TÂCHE COURTE 1: Pouvez-vous condenser en quelques phrases le paragraphe de l'article sur les élections indiennes qui commence par « Oui, à maints égards », sans perdre ses faits essentiels ?

PASSAGE CHOISI:
ANALYSES

INDE : entre décroissance, terrorisme et mondialisation, la « plus grande démocratie du monde » se rend aux urnes

Tribune
3 mai 2009
Ces élections générales constituent-elles une échéance importante en Inde ?

Oui, à maints égards. Tout d’abord, sans discontinuité depuis son indépendance (15 août 1947) au lendemain de la 2e Guerre mondiale, la République indienne se prête au jeu de la démocratie, en accepte les verdicts sans remettre en cause le succès des vainqueurs. Ces six dernières décennies, dans ce pays accueillant la seconde démographie contemporaine et à la différence de ses voisins immédiats d’Asie méridionale (Pakistan, Bangladesh), point de place au coup d’Etat militaire ou aux révolutions de palais (Népal). On a coutume de dire des Indiens qu’il n’y a qu’une élection politique pour leur faire oublier, quelques jours durant, la fascination tout particulière du cricket, sport national fétiche, legs insolite des Britanniques. Ces élections qui désigneront la 15e Lok Sabha (Assemblée nationale) n’échappent pas à la règle. Ce, d’autant que l’on demeure, à mi-chemin du processus, dans une incertitude complète quant aux futurs vainqueurs de cet atypique scrutin.

[Entrées enregistrées]
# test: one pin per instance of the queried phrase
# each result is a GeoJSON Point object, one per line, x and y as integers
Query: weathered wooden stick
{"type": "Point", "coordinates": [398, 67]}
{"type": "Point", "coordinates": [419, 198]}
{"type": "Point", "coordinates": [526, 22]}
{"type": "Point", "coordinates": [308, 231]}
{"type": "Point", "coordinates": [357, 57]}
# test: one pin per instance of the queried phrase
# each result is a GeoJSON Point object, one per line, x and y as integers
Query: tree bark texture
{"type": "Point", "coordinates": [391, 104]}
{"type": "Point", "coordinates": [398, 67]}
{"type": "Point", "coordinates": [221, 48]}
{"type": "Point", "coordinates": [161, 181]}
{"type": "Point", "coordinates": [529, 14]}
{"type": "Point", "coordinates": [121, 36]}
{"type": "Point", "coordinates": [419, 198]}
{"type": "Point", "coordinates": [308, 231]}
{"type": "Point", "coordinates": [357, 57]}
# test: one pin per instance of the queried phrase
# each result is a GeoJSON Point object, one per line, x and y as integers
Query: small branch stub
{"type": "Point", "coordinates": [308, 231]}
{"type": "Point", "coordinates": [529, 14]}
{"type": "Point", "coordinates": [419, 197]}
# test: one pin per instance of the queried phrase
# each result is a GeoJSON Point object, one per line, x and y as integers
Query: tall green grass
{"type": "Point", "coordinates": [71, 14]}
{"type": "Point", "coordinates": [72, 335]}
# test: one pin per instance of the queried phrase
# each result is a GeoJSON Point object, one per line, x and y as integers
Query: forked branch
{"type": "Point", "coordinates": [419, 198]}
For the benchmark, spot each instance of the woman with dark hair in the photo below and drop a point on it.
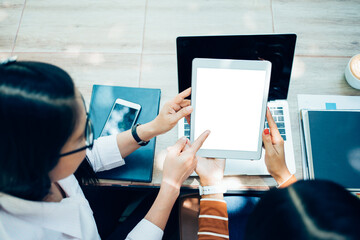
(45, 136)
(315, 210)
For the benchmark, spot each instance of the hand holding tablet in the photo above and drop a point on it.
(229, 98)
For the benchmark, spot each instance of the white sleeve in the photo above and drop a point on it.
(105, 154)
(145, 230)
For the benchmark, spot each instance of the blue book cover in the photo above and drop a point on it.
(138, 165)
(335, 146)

--

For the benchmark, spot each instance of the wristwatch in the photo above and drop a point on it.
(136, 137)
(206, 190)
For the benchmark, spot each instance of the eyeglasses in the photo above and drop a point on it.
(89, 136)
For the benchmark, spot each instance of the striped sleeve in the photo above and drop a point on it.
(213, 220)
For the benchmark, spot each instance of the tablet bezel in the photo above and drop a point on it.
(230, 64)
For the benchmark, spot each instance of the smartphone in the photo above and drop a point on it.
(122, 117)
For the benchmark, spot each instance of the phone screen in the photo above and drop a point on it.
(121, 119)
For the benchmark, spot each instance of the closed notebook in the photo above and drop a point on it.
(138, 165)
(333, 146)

TÂCHE COURTE 2: Pouvez-vous montrer chaque ligne des enregistrements contenant le mot « drop », recopiée sans aucune modification ?

BONNE RÉPONSE 1: Depuis son indépendance, le 15 août 1947, l'Inde pratique sans interruption la démocratie et accepte le verdict des urnes. En six décennies, ce pays, deuxième population du monde, n'a connu ni coup d'État militaire, contrairement au Pakistan et au Bangladesh, ni révolution de palais comme le Népal. On dit que seule une élection fait oublier quelques jours aux Indiens le cricket, sport national hérité des Britanniques. Les élections de la 15e Lok Sabha (Assemblée nationale) ne font pas exception, d'autant qu'à mi-parcours les futurs vainqueurs restent totalement incertains.

BONNE RÉPONSE 2:
For the benchmark, spot each instance of the woman with dark hair in the photo below and drop a point on it.
For the benchmark, spot each instance of the hand holding tablet in the photo above and drop a point on it.
For the benchmark, spot each instance of the white sleeve in the photo above and drop a point on it.
For the benchmark, spot each instance of the blue book cover in the photo above and drop a point on it.
For the benchmark, spot each instance of the wristwatch in the photo above and drop a point on it.
For the benchmark, spot each instance of the eyeglasses in the photo above and drop a point on it.
For the benchmark, spot each instance of the striped sleeve in the photo above and drop a point on it.
For the benchmark, spot each instance of the tablet bezel in the photo above and drop a point on it.
For the benchmark, spot each instance of the smartphone in the photo above and drop a point on it.
For the benchmark, spot each instance of the phone screen in the photo above and drop a point on it.
For the benchmark, spot each instance of the closed notebook in the photo above and drop a point on it.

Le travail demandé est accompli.